In the passage about Kincaid's school, where was the new headmistress from?
*** SUPPLIED PASSAGE ***
But it was in her first book of nonfiction—an essay that got its start as a piece rejected by The New Yorker’s then editor, Robert Gottlieb, for being “too angry”—that Kincaid described the weed-choked little school, outside of which I now stood with Desmond Theophilus Benjamin. It wasn’t long before she became a student at the Princess Margaret School there, she wrote, that it began to accept students who’d been born outside of marriage (“In Antigua it had never dawned on anyone,” she explained, “that this was a way of keeping black children out of this school”).38 When she was a student here, skipping to class from her mum’s home on Nelson Street, down Hawkins to Drake and past other byways named for English criminals, the school hired a new headmistress, sent by the colonial office:

This woman was twenty-six years old, not too long out of university, from Northern Ireland, and she told these girls over and over again to stop behaving as if they were monkeys just out of trees.
*** End of SUPPLIED PASSAGE ***
*** ENTRIES PROVIDED ***
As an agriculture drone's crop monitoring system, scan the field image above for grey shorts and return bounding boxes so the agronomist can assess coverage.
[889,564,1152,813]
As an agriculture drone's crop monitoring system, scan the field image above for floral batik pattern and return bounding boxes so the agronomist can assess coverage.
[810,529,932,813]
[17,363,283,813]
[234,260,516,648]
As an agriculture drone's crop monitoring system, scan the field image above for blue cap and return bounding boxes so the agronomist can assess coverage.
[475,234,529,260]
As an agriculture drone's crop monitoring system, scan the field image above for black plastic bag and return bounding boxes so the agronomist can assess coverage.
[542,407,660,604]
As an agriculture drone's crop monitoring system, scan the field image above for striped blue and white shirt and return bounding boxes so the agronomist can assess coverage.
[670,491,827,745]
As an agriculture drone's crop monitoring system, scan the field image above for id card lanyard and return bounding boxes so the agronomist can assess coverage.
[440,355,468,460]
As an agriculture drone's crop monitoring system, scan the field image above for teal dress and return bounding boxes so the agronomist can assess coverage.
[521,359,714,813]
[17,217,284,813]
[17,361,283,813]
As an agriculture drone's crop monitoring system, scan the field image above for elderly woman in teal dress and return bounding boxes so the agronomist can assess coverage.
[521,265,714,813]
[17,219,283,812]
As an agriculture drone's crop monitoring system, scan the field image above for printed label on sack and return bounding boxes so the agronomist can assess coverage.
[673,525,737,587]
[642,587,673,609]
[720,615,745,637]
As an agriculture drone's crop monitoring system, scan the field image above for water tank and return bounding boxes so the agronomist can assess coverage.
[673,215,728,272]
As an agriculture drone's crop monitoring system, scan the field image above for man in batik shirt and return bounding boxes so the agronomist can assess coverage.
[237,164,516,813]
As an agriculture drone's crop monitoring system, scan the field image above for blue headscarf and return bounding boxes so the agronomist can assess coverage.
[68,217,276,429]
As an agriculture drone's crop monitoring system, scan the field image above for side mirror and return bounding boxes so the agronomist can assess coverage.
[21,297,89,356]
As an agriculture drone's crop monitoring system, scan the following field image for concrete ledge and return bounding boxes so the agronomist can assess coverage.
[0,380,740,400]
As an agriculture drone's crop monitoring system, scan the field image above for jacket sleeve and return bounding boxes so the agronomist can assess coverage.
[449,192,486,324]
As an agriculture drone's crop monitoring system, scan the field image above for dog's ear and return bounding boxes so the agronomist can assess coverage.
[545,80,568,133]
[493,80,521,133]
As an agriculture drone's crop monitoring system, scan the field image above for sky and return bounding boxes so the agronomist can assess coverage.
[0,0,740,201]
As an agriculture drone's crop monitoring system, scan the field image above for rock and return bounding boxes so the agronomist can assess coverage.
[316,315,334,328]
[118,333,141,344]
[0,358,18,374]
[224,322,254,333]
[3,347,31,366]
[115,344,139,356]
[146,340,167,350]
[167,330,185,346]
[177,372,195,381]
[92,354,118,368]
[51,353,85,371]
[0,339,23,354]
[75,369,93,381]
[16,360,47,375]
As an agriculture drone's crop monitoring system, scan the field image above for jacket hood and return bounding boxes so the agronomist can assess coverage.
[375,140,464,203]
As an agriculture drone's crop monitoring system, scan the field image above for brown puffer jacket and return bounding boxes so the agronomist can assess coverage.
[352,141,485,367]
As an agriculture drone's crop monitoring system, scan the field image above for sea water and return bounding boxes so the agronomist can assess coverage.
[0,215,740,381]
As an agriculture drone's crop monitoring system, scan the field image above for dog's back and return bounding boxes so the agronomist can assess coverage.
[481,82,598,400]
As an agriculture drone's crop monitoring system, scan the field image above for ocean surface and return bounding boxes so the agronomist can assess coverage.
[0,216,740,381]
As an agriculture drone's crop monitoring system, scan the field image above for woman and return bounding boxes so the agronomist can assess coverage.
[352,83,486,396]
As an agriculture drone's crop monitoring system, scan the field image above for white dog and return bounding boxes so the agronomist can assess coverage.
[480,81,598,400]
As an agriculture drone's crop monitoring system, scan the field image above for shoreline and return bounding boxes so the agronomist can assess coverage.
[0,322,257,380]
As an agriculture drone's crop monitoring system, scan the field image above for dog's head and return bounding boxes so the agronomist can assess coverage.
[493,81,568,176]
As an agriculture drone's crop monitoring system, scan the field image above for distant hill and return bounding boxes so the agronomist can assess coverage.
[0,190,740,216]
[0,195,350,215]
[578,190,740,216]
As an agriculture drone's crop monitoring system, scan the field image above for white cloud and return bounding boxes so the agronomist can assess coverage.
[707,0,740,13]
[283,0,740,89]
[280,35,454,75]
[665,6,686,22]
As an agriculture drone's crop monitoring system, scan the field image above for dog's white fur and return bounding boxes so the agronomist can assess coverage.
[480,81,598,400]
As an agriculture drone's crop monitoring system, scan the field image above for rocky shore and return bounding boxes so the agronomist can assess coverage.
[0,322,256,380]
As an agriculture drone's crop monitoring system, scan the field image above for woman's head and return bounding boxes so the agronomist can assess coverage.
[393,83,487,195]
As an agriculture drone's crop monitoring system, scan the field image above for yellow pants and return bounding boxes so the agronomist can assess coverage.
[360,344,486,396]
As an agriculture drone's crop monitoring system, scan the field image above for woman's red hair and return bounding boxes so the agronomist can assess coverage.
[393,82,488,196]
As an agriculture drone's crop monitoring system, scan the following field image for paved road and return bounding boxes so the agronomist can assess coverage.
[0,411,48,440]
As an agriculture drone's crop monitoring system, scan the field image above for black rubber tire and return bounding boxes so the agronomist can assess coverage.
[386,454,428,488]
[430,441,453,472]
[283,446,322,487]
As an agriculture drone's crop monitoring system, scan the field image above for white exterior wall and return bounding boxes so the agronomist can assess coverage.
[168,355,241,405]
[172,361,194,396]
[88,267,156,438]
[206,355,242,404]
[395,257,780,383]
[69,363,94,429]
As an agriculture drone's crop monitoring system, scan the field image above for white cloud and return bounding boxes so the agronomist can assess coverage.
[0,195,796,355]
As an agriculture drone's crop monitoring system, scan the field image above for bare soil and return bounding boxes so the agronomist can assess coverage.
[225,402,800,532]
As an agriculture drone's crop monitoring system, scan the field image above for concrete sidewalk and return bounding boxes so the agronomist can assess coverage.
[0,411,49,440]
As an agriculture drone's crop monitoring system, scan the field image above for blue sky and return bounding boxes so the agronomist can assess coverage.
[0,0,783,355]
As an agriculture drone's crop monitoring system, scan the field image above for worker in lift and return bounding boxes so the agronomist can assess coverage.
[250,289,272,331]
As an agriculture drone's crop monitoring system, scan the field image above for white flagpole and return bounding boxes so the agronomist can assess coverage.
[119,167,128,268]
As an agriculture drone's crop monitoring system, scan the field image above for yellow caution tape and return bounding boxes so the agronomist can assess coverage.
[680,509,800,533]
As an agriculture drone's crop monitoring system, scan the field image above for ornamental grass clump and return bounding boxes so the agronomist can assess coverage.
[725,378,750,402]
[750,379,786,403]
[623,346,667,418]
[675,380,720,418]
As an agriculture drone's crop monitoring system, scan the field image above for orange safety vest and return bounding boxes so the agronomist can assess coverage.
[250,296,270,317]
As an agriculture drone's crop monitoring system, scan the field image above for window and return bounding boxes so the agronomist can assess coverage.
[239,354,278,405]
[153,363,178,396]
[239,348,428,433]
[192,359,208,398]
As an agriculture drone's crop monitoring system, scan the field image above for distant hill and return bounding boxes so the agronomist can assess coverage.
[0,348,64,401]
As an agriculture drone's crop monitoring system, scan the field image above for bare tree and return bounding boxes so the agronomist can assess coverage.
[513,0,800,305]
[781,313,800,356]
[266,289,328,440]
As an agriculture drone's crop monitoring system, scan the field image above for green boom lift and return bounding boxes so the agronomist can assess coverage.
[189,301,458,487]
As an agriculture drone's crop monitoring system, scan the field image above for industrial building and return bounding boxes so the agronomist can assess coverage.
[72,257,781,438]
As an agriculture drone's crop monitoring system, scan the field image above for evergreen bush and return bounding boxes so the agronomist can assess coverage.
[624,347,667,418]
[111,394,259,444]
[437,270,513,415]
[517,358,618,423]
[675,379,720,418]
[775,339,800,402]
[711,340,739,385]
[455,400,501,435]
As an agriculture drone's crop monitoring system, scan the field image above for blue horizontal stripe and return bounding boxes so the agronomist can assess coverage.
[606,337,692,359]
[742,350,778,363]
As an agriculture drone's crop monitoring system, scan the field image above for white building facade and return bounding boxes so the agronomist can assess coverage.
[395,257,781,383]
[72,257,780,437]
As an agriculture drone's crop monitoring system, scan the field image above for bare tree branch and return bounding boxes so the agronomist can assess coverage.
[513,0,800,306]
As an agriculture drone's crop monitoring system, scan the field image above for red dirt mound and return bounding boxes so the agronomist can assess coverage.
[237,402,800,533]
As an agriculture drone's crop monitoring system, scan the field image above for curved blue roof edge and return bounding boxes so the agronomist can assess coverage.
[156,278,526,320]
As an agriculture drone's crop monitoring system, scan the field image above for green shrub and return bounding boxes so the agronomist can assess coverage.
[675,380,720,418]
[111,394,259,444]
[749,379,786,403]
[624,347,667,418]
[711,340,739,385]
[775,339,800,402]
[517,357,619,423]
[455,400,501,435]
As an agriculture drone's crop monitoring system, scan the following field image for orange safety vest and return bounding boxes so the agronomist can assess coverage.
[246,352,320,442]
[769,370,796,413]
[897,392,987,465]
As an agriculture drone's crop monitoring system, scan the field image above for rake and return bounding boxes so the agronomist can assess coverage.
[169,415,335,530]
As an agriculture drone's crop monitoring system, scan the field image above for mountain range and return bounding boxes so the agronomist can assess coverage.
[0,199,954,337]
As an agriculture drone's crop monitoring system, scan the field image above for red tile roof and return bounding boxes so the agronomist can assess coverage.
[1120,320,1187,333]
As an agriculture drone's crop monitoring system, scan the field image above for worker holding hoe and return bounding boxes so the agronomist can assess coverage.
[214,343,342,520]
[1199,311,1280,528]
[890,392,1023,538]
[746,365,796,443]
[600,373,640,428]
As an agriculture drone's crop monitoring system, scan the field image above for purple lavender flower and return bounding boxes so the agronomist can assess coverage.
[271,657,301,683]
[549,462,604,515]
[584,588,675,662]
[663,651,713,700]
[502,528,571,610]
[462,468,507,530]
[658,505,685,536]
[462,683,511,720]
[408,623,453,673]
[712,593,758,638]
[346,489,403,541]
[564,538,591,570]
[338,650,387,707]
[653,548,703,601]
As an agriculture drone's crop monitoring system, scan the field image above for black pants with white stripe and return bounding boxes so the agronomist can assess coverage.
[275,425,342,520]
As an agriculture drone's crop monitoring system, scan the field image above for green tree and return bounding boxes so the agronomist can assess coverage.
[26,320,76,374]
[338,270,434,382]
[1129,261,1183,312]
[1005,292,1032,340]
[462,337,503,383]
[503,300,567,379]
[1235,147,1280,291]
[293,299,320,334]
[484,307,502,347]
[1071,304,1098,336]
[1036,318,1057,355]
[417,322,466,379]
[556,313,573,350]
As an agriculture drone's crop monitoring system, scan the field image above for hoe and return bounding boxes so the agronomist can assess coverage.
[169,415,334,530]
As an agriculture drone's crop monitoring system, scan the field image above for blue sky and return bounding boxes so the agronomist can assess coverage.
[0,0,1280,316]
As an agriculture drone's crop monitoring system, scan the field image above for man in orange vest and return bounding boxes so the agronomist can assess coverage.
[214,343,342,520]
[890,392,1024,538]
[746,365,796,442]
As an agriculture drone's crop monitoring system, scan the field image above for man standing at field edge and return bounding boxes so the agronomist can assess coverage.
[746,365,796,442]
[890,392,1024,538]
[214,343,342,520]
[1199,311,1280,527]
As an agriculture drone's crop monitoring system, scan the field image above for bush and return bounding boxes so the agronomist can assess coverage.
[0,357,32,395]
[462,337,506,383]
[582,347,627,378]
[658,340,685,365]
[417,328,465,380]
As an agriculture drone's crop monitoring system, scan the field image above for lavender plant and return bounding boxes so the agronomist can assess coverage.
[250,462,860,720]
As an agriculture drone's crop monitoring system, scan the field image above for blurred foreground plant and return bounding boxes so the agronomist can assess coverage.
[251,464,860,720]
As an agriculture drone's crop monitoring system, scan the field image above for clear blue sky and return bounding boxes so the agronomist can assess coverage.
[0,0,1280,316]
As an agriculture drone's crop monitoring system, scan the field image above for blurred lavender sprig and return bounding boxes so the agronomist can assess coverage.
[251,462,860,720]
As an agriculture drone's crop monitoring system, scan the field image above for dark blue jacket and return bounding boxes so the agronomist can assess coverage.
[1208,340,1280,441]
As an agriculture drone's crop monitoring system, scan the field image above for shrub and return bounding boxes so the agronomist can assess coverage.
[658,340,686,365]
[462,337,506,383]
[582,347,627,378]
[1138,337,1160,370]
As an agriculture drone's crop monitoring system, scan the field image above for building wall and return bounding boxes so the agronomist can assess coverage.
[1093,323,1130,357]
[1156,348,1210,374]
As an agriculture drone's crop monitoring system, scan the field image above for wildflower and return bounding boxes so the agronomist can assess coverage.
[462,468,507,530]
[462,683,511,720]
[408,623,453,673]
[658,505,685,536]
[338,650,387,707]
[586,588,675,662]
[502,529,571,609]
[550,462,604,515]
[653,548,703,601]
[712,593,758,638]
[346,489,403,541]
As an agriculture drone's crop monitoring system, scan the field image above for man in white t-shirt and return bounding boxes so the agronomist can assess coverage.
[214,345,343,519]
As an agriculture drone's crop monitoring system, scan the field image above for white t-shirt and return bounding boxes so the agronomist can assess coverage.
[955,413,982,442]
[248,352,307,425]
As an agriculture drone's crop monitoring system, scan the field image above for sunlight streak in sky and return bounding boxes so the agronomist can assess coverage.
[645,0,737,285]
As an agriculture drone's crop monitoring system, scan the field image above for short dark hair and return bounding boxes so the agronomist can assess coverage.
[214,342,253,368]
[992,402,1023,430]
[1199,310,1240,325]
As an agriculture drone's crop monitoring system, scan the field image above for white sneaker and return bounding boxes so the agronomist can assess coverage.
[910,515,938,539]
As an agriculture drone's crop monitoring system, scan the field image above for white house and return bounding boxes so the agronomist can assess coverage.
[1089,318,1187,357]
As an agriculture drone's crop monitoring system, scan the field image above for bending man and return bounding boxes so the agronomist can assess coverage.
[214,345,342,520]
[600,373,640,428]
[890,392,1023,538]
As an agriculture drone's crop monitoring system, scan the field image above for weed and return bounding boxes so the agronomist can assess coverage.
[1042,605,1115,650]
*** End of ENTRIES PROVIDED ***
--- EXPECTED OUTPUT ---
Northern Ireland.